**Task to complete:** Write out all the entries word for word, but skip any images.

==== Working data

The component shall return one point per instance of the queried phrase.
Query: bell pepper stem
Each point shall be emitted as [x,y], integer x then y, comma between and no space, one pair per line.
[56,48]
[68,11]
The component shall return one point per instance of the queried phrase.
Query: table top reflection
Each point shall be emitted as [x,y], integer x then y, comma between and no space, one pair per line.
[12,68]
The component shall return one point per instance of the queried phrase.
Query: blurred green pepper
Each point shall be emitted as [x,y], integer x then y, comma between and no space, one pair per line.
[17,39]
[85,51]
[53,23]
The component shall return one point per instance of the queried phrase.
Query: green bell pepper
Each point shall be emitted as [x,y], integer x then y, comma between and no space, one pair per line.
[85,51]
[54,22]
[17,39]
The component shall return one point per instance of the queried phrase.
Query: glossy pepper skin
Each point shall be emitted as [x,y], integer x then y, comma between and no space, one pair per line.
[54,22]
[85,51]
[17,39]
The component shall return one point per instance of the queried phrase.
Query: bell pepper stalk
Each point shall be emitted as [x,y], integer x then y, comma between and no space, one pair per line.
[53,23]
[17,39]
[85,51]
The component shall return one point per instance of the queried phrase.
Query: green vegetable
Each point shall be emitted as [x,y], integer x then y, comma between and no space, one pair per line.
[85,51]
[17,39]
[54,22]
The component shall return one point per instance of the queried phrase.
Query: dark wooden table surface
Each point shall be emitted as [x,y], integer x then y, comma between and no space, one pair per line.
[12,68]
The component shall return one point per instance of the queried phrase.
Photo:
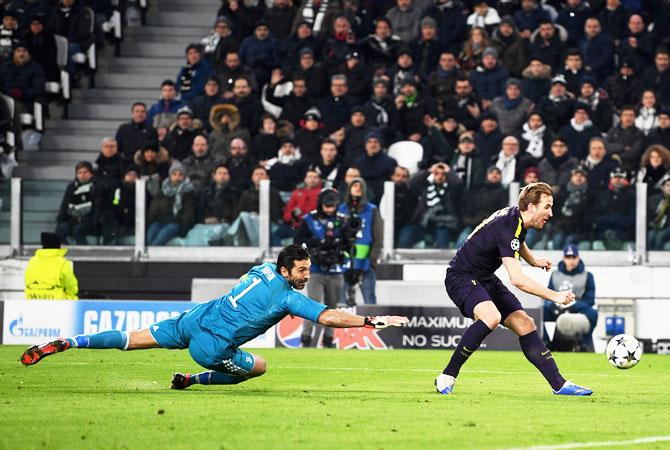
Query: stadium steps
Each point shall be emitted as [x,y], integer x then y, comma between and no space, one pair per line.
[149,55]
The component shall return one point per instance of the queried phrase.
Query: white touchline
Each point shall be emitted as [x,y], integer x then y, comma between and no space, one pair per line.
[647,440]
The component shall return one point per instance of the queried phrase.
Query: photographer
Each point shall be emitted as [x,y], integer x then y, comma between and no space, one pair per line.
[328,236]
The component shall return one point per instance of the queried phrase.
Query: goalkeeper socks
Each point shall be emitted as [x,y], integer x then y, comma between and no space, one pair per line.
[211,377]
[470,341]
[104,339]
[538,354]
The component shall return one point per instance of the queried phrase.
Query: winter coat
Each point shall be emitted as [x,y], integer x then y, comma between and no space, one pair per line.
[131,137]
[220,138]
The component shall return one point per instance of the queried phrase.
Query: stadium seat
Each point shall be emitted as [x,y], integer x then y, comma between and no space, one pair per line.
[408,154]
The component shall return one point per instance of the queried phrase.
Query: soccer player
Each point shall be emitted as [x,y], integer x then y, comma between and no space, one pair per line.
[481,296]
[214,331]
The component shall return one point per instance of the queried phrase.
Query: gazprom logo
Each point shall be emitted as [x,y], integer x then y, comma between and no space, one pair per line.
[17,329]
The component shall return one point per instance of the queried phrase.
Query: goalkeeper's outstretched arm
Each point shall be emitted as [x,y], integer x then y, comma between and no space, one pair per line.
[340,319]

========

**Task result:**
The component shall return one point per instance of the queried phrase.
Query: bell pepper stem
Each point shall be emitted as [x,y], integer x then y, comma between and no space, one pair per line.
[56,48]
[68,11]
The component shall return one point per instance of the queried phrase.
Query: table top reflection
Each point shall be emitted as [x,y], integer x then y, comma between and no space, one pair per line.
[12,68]
The component shall return one point per instance of the queried phrase.
Query: blurred green pepper
Each point shall be emitted as [x,y], integer x then y, comma between and no space, one pair per line.
[17,39]
[85,51]
[53,23]
The component shall return one point per instance of the queried phrase.
Query: green bell pepper
Each point shall be emitted as [x,y], integer x then y, comma between and no space, one pair per line.
[85,51]
[54,22]
[17,39]
The component shall return one point per instance of the queried phrase.
Query: glossy pepper skin
Each point shall be emitted as [x,y], integer x then y, comma between and no space, one pair per line.
[54,22]
[85,51]
[17,39]
The component shall return one point per instance of the queried phrase.
Query: bell pepper stalk
Each point shall be emitted as [x,y], integer x then y, comma between and no space, one pair per line.
[53,23]
[17,39]
[85,51]
The component shall return one point per instance of the queried phrase.
Query: green vegetable
Each point shall be emitted as [x,y], integer x then y, comma between and no space, one pair per line.
[85,51]
[17,39]
[54,22]
The component shall return one point per instance of the queried phrase.
Query: dark wooden table surface
Each point shall be emitted as [x,y], integer x then y, comma between and no space, one pair per line.
[12,68]
The component shall return one point per instance of the queried phrase.
Photo:
Query: stadium steps
Each point shall be emitted as [x,y], integer x then y, comma between and no space, one pair per line.
[149,55]
The component shall return one point per instance of the queried phrase.
Query: white touchline
Each point shall be emitted as [x,y], integer x then y, comma between and no space, one pair per line.
[647,440]
The component shall return one point per instance of the queried phrase.
Query: photographer
Each point shall be emitted as [x,y], integer x then y, comma between and no space, one pair per line.
[328,236]
The component shall return one point per instance of the queried phrase.
Query: goalkeeper socks
Each point shall be emitted as [x,y], integer x then y, comma between and no space, one pair per line.
[211,377]
[470,341]
[104,339]
[538,354]
The component shall return one point per instance of the queried phrase.
Query: winter coat
Each point shall be emitted as [x,y], integer x then y, comma between and no space, one pair per line.
[131,137]
[220,138]
The component shall return one point per instance of the queried phrase.
Query: stadium seat
Each point shall be emitted as [x,y], integer x then y, comma between and no space, one pair per line.
[408,154]
The component shall return one point per instance of the queried phrase.
Query: soccer player
Each point shall be emitted as [x,y], integer x then y, comma between and no space, one pair per line.
[481,296]
[214,331]
The component shall return one point per instance of the queried phrase.
Query: gazprom logo
Each point shall be emitted as [x,y], integer x then y, comma between and no space, one pair per line.
[17,329]
The component shall return one point per instance of the queried phrase.
Query: goalkeeper's outstretched arm
Each point shall be emitted as [x,y], integer x then y, comma between and no space, one pair per line.
[340,319]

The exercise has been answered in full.